_Your goal:_
The entries are to be repeated exactly, with all pictures omitted.

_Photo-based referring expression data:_
——————
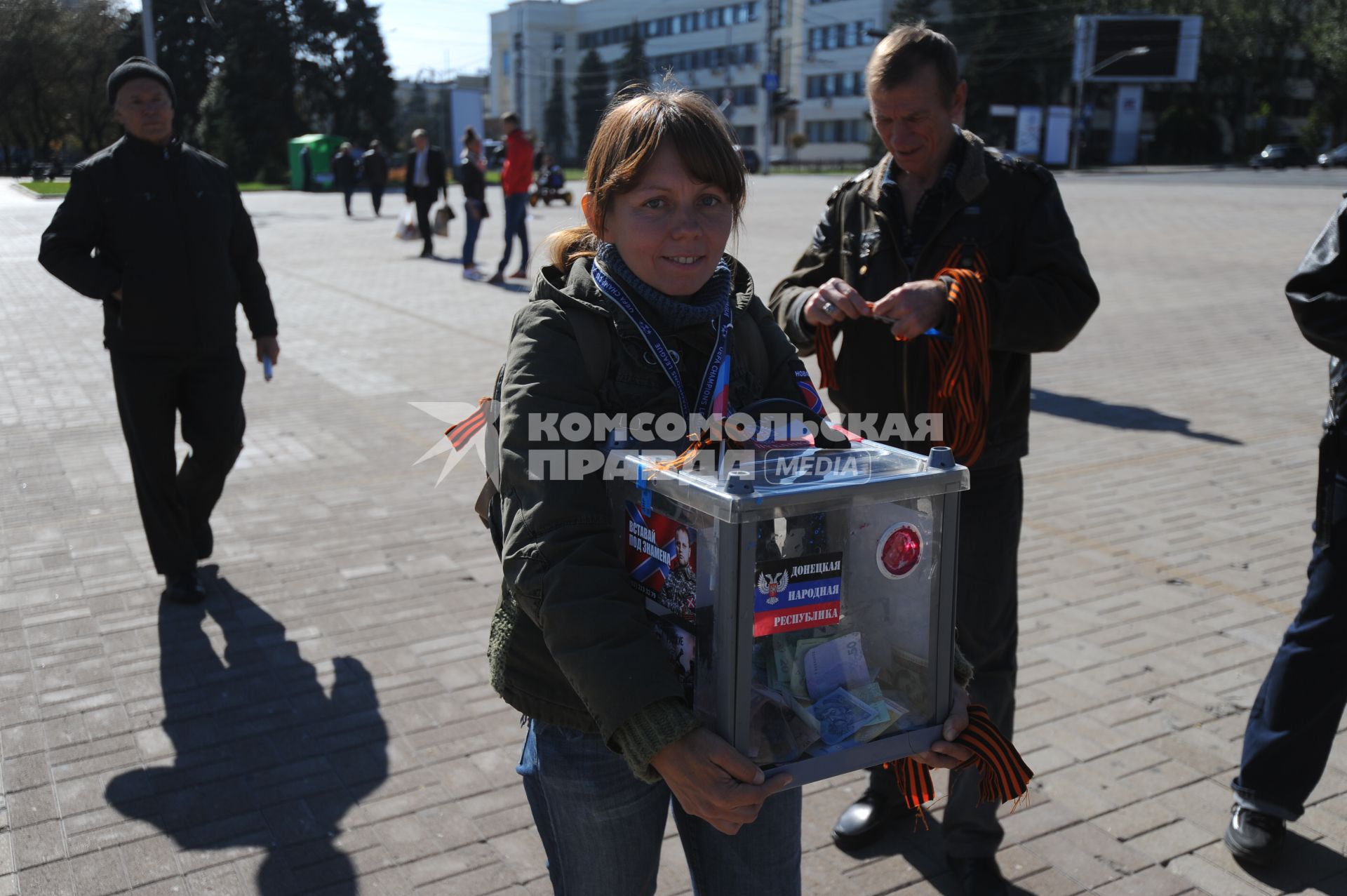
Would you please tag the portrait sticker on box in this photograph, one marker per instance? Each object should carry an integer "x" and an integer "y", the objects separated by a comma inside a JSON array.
[
  {"x": 796, "y": 593},
  {"x": 662, "y": 562}
]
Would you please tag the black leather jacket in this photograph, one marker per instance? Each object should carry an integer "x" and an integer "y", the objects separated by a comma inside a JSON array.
[
  {"x": 1318, "y": 295},
  {"x": 1040, "y": 293}
]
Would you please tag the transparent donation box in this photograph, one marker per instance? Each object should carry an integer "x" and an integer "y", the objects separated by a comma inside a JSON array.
[{"x": 806, "y": 599}]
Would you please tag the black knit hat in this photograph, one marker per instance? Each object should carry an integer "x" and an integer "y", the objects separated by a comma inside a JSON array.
[{"x": 138, "y": 67}]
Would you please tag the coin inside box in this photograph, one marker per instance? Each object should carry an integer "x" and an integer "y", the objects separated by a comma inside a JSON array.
[{"x": 806, "y": 599}]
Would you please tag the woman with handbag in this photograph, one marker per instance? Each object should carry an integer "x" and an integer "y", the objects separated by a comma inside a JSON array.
[{"x": 471, "y": 173}]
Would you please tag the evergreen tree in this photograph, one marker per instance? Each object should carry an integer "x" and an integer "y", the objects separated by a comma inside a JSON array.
[
  {"x": 911, "y": 13},
  {"x": 632, "y": 69},
  {"x": 590, "y": 100},
  {"x": 367, "y": 105},
  {"x": 556, "y": 118},
  {"x": 248, "y": 114}
]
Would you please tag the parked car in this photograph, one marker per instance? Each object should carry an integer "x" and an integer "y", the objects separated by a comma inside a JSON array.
[
  {"x": 495, "y": 154},
  {"x": 1280, "y": 155},
  {"x": 1334, "y": 158}
]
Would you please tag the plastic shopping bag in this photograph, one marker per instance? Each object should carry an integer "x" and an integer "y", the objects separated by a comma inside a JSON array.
[{"x": 407, "y": 228}]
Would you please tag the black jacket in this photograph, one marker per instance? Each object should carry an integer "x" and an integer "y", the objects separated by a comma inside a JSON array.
[
  {"x": 1039, "y": 291},
  {"x": 434, "y": 171},
  {"x": 344, "y": 170},
  {"x": 168, "y": 227},
  {"x": 471, "y": 180},
  {"x": 373, "y": 168},
  {"x": 570, "y": 642},
  {"x": 1318, "y": 295}
]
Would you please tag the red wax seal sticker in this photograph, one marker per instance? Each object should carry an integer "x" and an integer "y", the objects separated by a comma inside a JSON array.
[{"x": 900, "y": 550}]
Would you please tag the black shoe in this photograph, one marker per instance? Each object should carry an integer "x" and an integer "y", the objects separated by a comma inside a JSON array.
[
  {"x": 862, "y": 822},
  {"x": 203, "y": 541},
  {"x": 978, "y": 876},
  {"x": 185, "y": 588},
  {"x": 1254, "y": 837}
]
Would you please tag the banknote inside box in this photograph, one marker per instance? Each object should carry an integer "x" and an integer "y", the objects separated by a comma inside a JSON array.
[{"x": 810, "y": 623}]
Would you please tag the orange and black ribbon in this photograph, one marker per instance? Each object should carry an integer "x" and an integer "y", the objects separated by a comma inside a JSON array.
[
  {"x": 462, "y": 433},
  {"x": 960, "y": 370},
  {"x": 1005, "y": 777}
]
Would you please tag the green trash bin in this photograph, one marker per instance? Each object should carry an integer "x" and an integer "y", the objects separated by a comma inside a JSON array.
[{"x": 321, "y": 147}]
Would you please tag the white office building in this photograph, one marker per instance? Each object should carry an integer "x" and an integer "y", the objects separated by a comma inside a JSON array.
[{"x": 817, "y": 53}]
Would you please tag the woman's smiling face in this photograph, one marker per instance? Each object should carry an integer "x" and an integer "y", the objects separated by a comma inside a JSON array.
[{"x": 670, "y": 229}]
——————
_Reply:_
Would you please tag the portrait sticker on box in this photograph, one marker per instance? Each object should carry an integer "x" and an integer "y", the objects separated by a comma inside a JSON array.
[
  {"x": 796, "y": 593},
  {"x": 662, "y": 562}
]
Would you please tag the black leather jacket in this photograph, one marker per instance? Each object should carry an integer "x" and an integer "y", the objects separated by a comma inside a JSON array.
[
  {"x": 1318, "y": 295},
  {"x": 1040, "y": 293}
]
Would you please tag the transparent donation box in this photograph, one marker per instance? Each object should carry an integer "x" and an integer "y", the objects separated by a comma inside a JSON array.
[{"x": 806, "y": 599}]
Would you please tag the black knit hat in this photograph, one marker per instance? Each object should carry an integer "x" and an integer "y", the objects separated by a comma inside a JSON array.
[{"x": 138, "y": 67}]
Would you please tag the coin inside box in this photograph, one marker per instance? Each object should carry an integer "x" and an integer "y", the objects separated by a comma inside a JSON array.
[{"x": 806, "y": 599}]
Would you please tag the woman with handbag in this photograph, one marker per instance? Each object should carry an integer "x" and an integer "y", the objects separated by a comma inside a JSON array.
[{"x": 471, "y": 173}]
Would you please tag the evergreen tree in this photograph, one marker per instance? Each object should carry an integer "x" and an integer "y", the objects separated by a comma inside a JSON array.
[
  {"x": 911, "y": 13},
  {"x": 632, "y": 69},
  {"x": 590, "y": 100},
  {"x": 367, "y": 105},
  {"x": 556, "y": 118},
  {"x": 248, "y": 114}
]
Would you please tag the parked car in this photograph, one marker per instance? Each object should carry an integer "x" and an integer "y", the objects separated by a comma inside a JSON array.
[
  {"x": 495, "y": 154},
  {"x": 1280, "y": 155},
  {"x": 1334, "y": 158}
]
Would you please tag the plastic shopping bag in this photograph, one marker per instance? Each object should carry an integer "x" and an integer "y", the objects separated by a comma inside a JSON array.
[{"x": 407, "y": 228}]
Would you please tag the black jacket in this photograph, one marker per instance? Each object should carry an integer "x" and an integer "y", the objects separated by a comma inside a JSON array.
[
  {"x": 1039, "y": 291},
  {"x": 434, "y": 171},
  {"x": 344, "y": 170},
  {"x": 168, "y": 227},
  {"x": 471, "y": 180},
  {"x": 373, "y": 168},
  {"x": 570, "y": 642},
  {"x": 1318, "y": 295}
]
Would you please tag the red wax seal sticker in this photograph, one marker per instance? Each object should carry an integer "x" and an integer "y", the objects separated by a comma inside a JSON array.
[{"x": 900, "y": 550}]
Would you please tag the black shoe in this photograph, one marker per instance? Each object should carry an integer "x" and an integer "y", the objects separated by a comma inside a JSON array.
[
  {"x": 862, "y": 822},
  {"x": 203, "y": 541},
  {"x": 978, "y": 876},
  {"x": 185, "y": 588},
  {"x": 1254, "y": 837}
]
Would you please tag the banknote inside box in this photograph, one marker per instance? Each object should carry an integer "x" and an integer "y", the objects separated by a comma inside a JSON array.
[{"x": 810, "y": 623}]
Would you please tag the orange and black ribbon in this photograph, one marker per instance? Each object should carry an integer "x" and an integer "y", the objects separated by a comma inside a JSON array.
[
  {"x": 462, "y": 433},
  {"x": 960, "y": 370},
  {"x": 1005, "y": 777}
]
Would you please tag the green trash bin in this photograph, one marker per instance? Each object should carry an integer "x" and an integer "y", the objects separated by a comma inside a JSON array.
[{"x": 321, "y": 147}]
Would you please tag the white office building in this photograph, one marker per instance? Each object should carry an integer "x" and an integer "y", the objects separated by a comma inside a JSON array.
[{"x": 817, "y": 53}]
Would you please tag the woman's smiling face in this photograph, one marker per instance? Each object should carry an integer "x" and an integer "y", the objects separated by a comma inside a JSON array.
[{"x": 670, "y": 229}]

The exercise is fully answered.